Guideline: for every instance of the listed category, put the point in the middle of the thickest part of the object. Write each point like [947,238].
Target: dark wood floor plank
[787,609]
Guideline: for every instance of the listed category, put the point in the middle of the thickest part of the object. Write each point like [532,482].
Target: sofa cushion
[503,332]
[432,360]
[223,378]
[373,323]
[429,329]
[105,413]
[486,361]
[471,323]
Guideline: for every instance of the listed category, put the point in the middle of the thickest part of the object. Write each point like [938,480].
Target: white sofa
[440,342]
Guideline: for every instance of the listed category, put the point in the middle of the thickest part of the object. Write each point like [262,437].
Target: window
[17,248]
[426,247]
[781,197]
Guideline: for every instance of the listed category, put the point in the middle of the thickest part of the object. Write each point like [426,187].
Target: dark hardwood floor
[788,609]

> **WHAT YOU ARE ASKED TO DO**
Reproduce every one of the records above word for word, keeping each line in its original order.

> **REPLY**
Guideline: for every instance of the listed category, put the point in the middle of the thickest part of the object. Write each point like [947,238].
Target: dark wood floor plank
[787,609]
Guideline: for every instance of the listed category, put the point in the middle of the thickest part of the object. Write each point like [532,482].
Target: sofa cushion
[503,332]
[432,360]
[223,378]
[373,323]
[429,329]
[105,413]
[486,361]
[471,323]
Guideline: for every instance of the listed category, put the point in the middle of the thickest part of the object. Write each point like [938,480].
Target: white sofa
[440,342]
Guideline: for every instance of the listed category, put the point in the middle of the thickest part of the object. Write each point like [262,437].
Target: window
[17,248]
[426,247]
[781,197]
Guideline: for every instance of the listed category, put the point in the middle of the thickest part of the object. Write each point like [426,187].
Target: dark hardwood floor
[788,609]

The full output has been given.